EXERCISE PROMPT: Read through the entries below and copy each line where "shirt" turns up.

PROVIDED INFORMATION:
◇ ◇ ◇

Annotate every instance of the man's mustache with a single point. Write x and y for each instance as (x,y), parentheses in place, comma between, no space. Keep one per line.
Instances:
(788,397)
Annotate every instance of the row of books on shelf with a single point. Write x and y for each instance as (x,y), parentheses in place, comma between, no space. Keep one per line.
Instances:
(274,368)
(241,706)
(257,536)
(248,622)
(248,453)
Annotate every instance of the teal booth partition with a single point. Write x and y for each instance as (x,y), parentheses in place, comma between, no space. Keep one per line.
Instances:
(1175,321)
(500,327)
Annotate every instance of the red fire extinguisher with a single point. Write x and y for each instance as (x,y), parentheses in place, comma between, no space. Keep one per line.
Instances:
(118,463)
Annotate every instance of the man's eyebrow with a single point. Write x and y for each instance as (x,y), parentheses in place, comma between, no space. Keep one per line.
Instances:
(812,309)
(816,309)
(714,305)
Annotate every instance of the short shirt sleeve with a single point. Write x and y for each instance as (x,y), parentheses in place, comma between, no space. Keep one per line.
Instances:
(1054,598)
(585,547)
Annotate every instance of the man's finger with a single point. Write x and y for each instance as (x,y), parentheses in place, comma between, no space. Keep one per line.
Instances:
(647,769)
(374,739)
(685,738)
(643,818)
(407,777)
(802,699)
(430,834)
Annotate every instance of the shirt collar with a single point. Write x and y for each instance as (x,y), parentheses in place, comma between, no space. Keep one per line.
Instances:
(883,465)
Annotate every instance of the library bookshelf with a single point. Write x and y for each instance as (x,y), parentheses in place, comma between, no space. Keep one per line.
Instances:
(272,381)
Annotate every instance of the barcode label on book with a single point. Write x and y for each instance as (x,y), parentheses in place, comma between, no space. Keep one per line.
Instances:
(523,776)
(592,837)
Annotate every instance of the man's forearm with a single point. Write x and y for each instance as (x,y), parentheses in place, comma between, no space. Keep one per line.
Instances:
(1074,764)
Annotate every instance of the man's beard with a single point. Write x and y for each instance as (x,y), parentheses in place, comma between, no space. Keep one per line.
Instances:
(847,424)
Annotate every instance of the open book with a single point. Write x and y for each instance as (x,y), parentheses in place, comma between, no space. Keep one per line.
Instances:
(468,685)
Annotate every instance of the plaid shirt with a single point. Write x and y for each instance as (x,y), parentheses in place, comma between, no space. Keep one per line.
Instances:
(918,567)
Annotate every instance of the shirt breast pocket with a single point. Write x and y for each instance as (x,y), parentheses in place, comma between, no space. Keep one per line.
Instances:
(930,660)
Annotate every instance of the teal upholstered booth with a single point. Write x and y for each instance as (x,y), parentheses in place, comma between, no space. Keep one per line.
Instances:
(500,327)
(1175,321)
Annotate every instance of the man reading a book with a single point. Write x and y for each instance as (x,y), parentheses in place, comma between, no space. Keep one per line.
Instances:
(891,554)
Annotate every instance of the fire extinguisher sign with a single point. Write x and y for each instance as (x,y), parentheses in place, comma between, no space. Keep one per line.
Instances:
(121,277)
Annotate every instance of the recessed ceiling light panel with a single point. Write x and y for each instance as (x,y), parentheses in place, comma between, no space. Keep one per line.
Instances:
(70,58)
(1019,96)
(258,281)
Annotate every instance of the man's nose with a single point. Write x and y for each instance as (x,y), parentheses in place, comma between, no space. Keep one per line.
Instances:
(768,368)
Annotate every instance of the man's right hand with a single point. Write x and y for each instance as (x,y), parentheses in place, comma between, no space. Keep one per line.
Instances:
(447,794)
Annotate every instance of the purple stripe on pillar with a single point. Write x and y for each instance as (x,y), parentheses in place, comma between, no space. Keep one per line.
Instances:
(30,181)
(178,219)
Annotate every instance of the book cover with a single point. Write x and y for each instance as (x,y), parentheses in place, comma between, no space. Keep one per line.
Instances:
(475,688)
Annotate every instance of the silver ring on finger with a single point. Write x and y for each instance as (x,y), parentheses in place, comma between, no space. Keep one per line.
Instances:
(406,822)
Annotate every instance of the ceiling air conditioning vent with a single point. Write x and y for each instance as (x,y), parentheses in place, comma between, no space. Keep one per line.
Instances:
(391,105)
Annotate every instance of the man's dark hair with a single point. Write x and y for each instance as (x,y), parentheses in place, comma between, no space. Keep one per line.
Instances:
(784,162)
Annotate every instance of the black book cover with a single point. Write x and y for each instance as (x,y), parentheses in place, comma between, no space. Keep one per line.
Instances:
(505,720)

◇ ◇ ◇

OUTPUT FOR THIS TASK:
Annotate every instance of the short shirt sleeve with a single point. Write x and y for each instance as (x,y), parentheses in place, comma between, no space. Keep one per line.
Annotate every instance of the shirt collar with a single point. Write x and y for each instance as (x,y), parentheses in place, comma between, no space. Keep one per line.
Annotate every instance of the plaid shirt with a single point. Write x and y for each instance as (x,y), parentheses in place, comma between, no space. Keep one per line.
Annotate every instance of the shirt breast pocket with a single point. Write x and y for each instance as (x,y), parentheses in place, comma between, no space. Keep one per line.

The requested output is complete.